::: ページ本文

世界的人気のシューズメーカー「フットジョイ」のスポーティな最新モデル
米国男子ツアーにおいて80年連続(1945年以来)で使用率No.1を獲得し、国内においても男子ツアーで平均使用率61.6%(今季日本プロゴルフ選手権終了時点)という驚異的な数値を残すなど、世界的な人気を誇るシューズメーカーがフットジョイだ。本革を使用したトラディショナルなモデルから、革新的なテクノロジーを搭載した高機能なものまで、ゴルファーの細かな要望に応えるゴルフシューズを世に送り出している。
今年もすでに多くの新製品がリリースされ、1月には軽量モデルの『FJフューエル』、2月には高機能ツアーモデルの『ハイパーフレックス』、そして4月には快適性を追求した新モデル『FJクオンタム』が発売となっている。いずれもスポーティなデザインに仕上げられたシューズだが、それぞれどんな特性を持ち、どんなゴルファーに合うのだろう。

::::::
::: 記録一覧

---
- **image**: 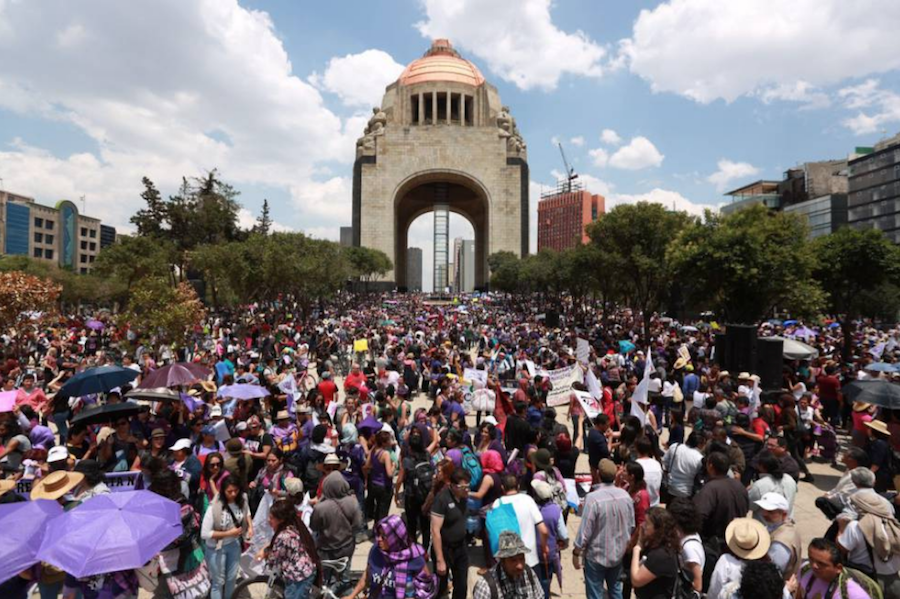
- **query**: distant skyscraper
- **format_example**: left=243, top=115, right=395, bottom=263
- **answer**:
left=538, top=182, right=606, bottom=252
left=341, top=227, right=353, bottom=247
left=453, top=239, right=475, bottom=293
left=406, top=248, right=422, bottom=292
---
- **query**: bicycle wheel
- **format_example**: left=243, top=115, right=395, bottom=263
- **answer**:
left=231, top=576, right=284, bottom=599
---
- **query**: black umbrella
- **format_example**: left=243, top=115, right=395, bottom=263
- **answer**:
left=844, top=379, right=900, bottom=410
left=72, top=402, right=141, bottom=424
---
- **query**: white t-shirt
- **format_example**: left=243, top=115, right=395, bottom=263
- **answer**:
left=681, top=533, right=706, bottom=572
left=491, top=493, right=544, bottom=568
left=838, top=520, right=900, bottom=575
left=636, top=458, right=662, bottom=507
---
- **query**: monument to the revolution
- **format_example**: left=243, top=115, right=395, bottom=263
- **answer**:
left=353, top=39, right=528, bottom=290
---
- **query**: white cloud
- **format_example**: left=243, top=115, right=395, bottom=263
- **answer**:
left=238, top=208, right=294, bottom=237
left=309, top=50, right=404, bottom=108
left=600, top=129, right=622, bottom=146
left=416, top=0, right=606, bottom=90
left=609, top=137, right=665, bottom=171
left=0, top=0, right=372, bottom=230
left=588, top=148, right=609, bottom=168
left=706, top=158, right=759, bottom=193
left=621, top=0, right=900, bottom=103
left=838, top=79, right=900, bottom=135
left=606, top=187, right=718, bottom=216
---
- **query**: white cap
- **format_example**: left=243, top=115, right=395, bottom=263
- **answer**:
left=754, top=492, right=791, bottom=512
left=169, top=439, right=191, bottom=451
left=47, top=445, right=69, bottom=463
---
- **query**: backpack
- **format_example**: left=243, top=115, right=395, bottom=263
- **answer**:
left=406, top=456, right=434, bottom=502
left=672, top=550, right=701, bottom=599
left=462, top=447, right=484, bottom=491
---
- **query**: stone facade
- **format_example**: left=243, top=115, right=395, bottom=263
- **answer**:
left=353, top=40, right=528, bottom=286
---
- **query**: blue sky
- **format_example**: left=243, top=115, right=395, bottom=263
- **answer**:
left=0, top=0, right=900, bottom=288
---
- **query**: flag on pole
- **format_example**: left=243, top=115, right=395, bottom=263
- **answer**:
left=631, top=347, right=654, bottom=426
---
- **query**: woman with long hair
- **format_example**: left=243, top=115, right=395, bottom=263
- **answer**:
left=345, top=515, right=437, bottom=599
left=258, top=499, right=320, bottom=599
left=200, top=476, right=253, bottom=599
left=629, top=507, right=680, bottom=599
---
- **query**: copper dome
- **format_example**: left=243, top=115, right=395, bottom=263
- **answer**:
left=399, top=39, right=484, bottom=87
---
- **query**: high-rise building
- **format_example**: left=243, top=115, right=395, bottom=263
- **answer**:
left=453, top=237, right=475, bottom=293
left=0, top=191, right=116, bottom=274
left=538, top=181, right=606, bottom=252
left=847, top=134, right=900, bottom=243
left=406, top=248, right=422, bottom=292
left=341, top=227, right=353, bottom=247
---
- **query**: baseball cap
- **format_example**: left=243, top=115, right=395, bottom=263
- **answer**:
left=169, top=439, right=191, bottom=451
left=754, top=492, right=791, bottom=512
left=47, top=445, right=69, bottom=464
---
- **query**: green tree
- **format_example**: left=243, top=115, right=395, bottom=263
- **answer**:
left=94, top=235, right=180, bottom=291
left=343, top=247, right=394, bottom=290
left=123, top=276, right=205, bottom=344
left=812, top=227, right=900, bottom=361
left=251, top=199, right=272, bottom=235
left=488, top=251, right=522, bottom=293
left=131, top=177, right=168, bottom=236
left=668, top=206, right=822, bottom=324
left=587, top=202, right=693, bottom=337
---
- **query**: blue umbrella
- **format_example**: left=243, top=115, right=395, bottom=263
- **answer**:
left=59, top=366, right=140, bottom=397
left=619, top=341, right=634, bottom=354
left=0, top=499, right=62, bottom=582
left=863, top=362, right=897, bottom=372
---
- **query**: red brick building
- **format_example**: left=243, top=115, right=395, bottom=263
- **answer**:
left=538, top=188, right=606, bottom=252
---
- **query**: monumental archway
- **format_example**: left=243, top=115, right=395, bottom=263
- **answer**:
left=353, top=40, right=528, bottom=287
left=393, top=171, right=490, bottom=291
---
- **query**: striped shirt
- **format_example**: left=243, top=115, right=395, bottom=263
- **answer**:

::::::

» **課題一覧**:
a) フットジョイの紹介文にある「本革を使用したトラディショナルなモデルから、革新的なテクノロジーを搭載した高機能なものまで、ゴルファーの細かな要望に応えるゴルフシューズを世に送り出している。」という一文を英語に訳してください。
b) フットジョイの紹介文のうち、「今年もすでに多くの新製品がリ」から「なゴルファーに合うのだろう。」までを、両端の語句も含めて一字一句変えずに出力してください。

» **解答**:
a) From traditional models made of genuine leather to high-performance ones equipped with innovative technology, it brings out golf shoes that meet the detailed demands of golfers.

b)
今年もすでに多くの新製品がリリースされ、1月には軽量モデルの『FJフューエル』、2月には高機能ツアーモデルの『ハイパーフレックス』、そして4月には快適性を追求した新モデル『FJクオンタム』が発売となっている。いずれもスポーティなデザインに仕上げられたシューズだが、それぞれどんな特性を持ち、どんなゴルファーに合うのだろう。